● **COSA FARE**: Nel testo sugli scioperi per il covid-19, quali due aziende vengono nominate come esempi?

● **PARTE DEL DOCUMENTO**:
□ □ □
Di fronte all’emergenza covid-19, non tutte le aziende hanno saputo reagire con prontezza e mettere in campo le opportune precauzioni.
Si sono così moltiplicati in breve tempo in tutta Italia – dalla AST ThyssenKrupp di Terni alla Fincantieri di Marghera – gli scioperi spontanei di lavoratori e lavoratrici che pretendono adeguati protocolli e dispositivi di protezione anti-contagio.
Non si può non sostenere la loro causa!
Il Dpcm 11 marzo 2020 emanato dal presidente Conte è chiarissimo: chiede (purtroppo solo “raccomanda”) alle attività produttive e alle attività professionali di assumere protocolli di sicurezza anti-contagio e, laddove non fosse possibile rispettare la distanza interpersonale di un metro come principale misura di contenimento, con adozione di strumenti di protezione individuale (articolo 1, punto 7, lettera D).
□ □ □
● **DATI GREZZI**:

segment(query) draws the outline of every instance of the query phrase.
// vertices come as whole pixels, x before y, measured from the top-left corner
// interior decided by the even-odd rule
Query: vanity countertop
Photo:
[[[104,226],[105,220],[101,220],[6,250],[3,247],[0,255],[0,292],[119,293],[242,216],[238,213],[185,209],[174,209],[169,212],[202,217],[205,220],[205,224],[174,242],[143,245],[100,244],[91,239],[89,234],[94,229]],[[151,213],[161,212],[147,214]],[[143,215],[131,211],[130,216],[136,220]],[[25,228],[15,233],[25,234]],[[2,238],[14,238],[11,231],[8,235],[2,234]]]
□ □ □
● **SOLUZIONE**: La AST ThyssenKrupp di Terni e la Fincantieri di Marghera.